begin Given data
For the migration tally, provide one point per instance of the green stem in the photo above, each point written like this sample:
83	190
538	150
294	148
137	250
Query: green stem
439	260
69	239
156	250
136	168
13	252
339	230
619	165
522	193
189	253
end Given data
- _Do this_
Rewrite every row above in full, requests included, and scale the point coordinates in the answers by 1.65, rounding each to a whole number with halves rounded up. Leave the numbers in the requests and in their format samples unchanged.

- _Task solution_
For the migration tally, provide one point per instance of the green stem in the photo above, each point written like this sample:
83	190
538	150
294	148
137	250
Query: green stem
724	429
114	394
257	413
224	277
21	416
559	380
1021	272
861	318
312	417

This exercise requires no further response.